▶ _What this task involves_:
Reproduce these records with every instance of "component" renamed to "module" and nothing else altered.

BEGIN Raw records

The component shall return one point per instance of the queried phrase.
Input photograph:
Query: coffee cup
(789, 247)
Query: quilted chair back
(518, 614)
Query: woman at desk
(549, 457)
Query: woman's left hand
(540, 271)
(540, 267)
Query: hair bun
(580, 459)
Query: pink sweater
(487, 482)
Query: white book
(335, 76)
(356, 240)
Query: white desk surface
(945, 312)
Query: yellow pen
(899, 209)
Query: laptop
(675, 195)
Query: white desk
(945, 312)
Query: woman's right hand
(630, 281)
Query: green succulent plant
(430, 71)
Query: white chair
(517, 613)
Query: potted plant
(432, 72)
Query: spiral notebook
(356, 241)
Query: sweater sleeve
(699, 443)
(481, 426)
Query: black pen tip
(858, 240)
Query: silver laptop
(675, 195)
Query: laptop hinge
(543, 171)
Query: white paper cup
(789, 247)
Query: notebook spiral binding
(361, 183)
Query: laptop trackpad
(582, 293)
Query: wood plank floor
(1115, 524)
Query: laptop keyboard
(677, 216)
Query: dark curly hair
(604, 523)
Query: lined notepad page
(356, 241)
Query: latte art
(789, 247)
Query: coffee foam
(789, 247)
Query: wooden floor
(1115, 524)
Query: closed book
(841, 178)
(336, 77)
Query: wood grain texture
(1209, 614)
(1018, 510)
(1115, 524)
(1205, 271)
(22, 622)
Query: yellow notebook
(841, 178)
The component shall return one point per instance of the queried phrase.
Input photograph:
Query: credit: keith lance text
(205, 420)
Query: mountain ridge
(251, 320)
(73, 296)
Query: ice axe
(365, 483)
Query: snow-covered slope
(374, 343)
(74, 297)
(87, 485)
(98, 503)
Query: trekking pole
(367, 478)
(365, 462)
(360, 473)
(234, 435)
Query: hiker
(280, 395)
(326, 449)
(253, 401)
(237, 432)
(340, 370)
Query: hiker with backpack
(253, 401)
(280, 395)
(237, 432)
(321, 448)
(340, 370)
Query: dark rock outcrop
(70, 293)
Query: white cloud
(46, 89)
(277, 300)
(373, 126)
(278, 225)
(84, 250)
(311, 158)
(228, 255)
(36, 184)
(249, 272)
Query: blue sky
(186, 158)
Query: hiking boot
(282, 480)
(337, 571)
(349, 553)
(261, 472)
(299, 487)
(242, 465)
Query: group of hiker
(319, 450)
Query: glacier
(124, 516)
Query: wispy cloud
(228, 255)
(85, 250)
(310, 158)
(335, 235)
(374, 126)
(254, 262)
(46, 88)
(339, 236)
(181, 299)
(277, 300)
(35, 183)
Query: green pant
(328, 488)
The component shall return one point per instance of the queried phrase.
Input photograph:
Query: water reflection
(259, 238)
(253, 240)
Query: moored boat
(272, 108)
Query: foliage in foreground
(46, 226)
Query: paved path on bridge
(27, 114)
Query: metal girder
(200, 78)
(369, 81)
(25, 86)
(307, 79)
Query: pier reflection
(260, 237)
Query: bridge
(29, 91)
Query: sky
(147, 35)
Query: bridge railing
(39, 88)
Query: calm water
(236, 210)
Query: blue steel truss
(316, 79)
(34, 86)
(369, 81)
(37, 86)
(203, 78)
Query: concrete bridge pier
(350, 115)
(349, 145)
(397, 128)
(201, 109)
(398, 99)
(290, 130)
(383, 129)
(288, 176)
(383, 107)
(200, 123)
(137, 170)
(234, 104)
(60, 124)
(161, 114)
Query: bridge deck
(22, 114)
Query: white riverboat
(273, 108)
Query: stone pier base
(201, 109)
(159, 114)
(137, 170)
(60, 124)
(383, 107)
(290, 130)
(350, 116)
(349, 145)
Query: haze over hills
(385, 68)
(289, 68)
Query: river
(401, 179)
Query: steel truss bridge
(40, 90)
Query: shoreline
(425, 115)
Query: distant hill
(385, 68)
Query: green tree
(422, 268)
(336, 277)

END Raw records

▶ _Solved problem_:
The module shall return one point per instance of the queried phrase.
Input photograph:
Query: coffee cup
(789, 247)
Query: quilted chair back
(518, 614)
Query: woman at desk
(549, 457)
Query: woman's left hand
(540, 271)
(540, 267)
Query: hair bun
(580, 459)
Query: pink sweater
(487, 482)
Query: white book
(335, 76)
(356, 240)
Query: white desk surface
(945, 312)
Query: yellow pen
(899, 209)
Query: laptop
(675, 195)
Query: white desk
(945, 312)
Query: woman's right hand
(630, 281)
Query: green succulent plant
(430, 71)
Query: white chair
(517, 613)
Query: potted plant
(432, 72)
Query: spiral notebook
(356, 241)
Query: sweater sleeve
(699, 443)
(481, 426)
Query: black pen tip
(858, 240)
Query: silver laptop
(675, 195)
Query: laptop hinge
(543, 171)
Query: white paper cup
(789, 247)
Query: notebook spiral binding
(361, 183)
Query: laptop trackpad
(582, 293)
Query: wood plank floor
(1115, 524)
Query: laptop keyboard
(677, 216)
Query: dark curly hair
(604, 523)
Query: lined notepad page
(356, 241)
Query: latte art
(789, 247)
Query: coffee foam
(789, 247)
Query: wooden floor
(1115, 524)
Query: closed book
(841, 178)
(336, 77)
Query: wood grain texture
(1209, 614)
(1018, 510)
(1115, 524)
(1205, 271)
(22, 622)
Query: yellow notebook
(841, 178)
The module shall return one point per instance of the queried phrase.
Input photograph:
Query: credit: keith lance text
(205, 420)
Query: mountain ridge
(251, 320)
(73, 296)
Query: ice axe
(365, 483)
Query: snow-covered slope
(374, 343)
(74, 297)
(87, 485)
(98, 503)
Query: trekking pole
(367, 478)
(365, 462)
(360, 473)
(234, 435)
Query: hiker
(280, 395)
(326, 449)
(253, 401)
(237, 432)
(340, 370)
Query: hiker with backpack
(253, 401)
(280, 395)
(237, 432)
(321, 448)
(340, 370)
Query: dark rock outcrop
(70, 293)
Query: white cloud
(46, 89)
(277, 300)
(373, 126)
(278, 225)
(84, 250)
(311, 158)
(228, 255)
(36, 184)
(249, 272)
Query: blue sky
(186, 158)
Query: hiking boot
(282, 480)
(337, 571)
(349, 553)
(261, 472)
(299, 487)
(242, 465)
Query: group of hiker
(319, 450)
Query: glacier
(124, 516)
Query: wispy cloud
(228, 255)
(85, 250)
(310, 158)
(335, 235)
(374, 126)
(254, 262)
(46, 88)
(339, 236)
(181, 299)
(277, 300)
(35, 183)
Query: green pant
(328, 488)
The module shall return one point per instance of the queried phrase.
Input photograph:
Query: water reflection
(259, 238)
(253, 240)
Query: moored boat
(272, 108)
Query: foliage in foreground
(46, 226)
Query: paved path on bridge
(27, 114)
Query: metal girder
(200, 78)
(369, 81)
(25, 86)
(307, 79)
Query: pier reflection
(260, 237)
Query: bridge
(29, 91)
Query: sky
(147, 35)
Query: bridge railing
(39, 88)
Query: calm water
(236, 210)
Query: blue steel truss
(316, 79)
(34, 86)
(369, 81)
(37, 86)
(203, 78)
Query: concrete bridge pier
(350, 115)
(349, 145)
(397, 128)
(201, 109)
(398, 99)
(290, 130)
(383, 129)
(288, 176)
(383, 107)
(200, 123)
(137, 170)
(234, 104)
(60, 124)
(161, 114)
Query: bridge deck
(22, 114)
Query: white riverboat
(273, 108)
Query: stone pier base
(201, 109)
(159, 114)
(137, 170)
(60, 124)
(383, 107)
(290, 130)
(350, 116)
(349, 145)
Query: haze over hills
(385, 68)
(289, 68)
Query: river
(401, 179)
Query: steel truss bridge
(40, 90)
Query: shoreline
(425, 115)
Query: distant hill
(385, 68)
Query: green tree
(422, 268)
(336, 277)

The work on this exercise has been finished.